Report each line of the material below that contains the word "with".

LISTING:
----------------------------------------

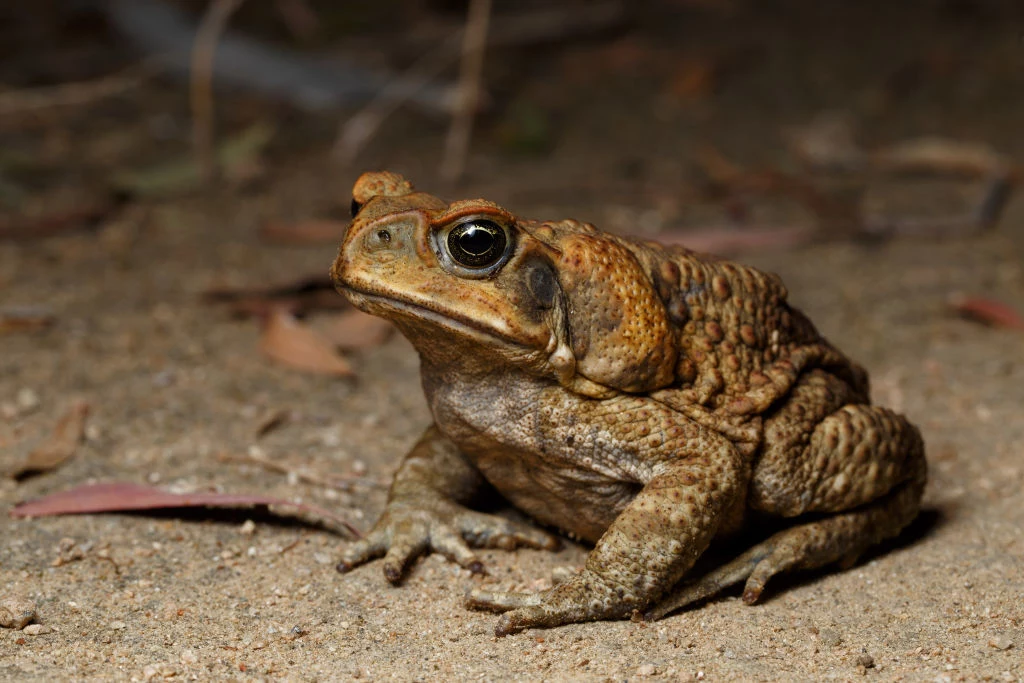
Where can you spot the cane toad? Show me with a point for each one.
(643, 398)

----------------------------------------

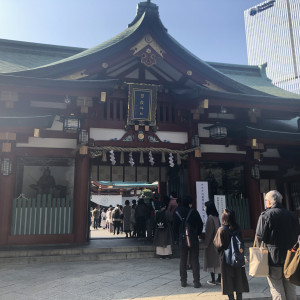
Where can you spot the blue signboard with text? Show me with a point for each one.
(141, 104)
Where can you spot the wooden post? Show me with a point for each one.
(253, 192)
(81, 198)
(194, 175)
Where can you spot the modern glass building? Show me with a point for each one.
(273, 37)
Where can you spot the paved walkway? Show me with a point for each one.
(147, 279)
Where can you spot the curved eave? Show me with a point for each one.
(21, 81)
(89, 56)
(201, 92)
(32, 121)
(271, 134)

----------------------------------------

ANSWER TO THE PROBLEM:
Where can you spot the cane toad? Show me with a point for each one.
Where can you spot the blue signboard with text? Show me with a point for each one.
Where can you spot the wooden post? Show me with a point for each one.
Where can you spot the modern glass building? Show me with a point for each one.
Where can you spot the paved walkway? Show me with a point for each one.
Where can you spot the curved eave? Show me with a point for each one.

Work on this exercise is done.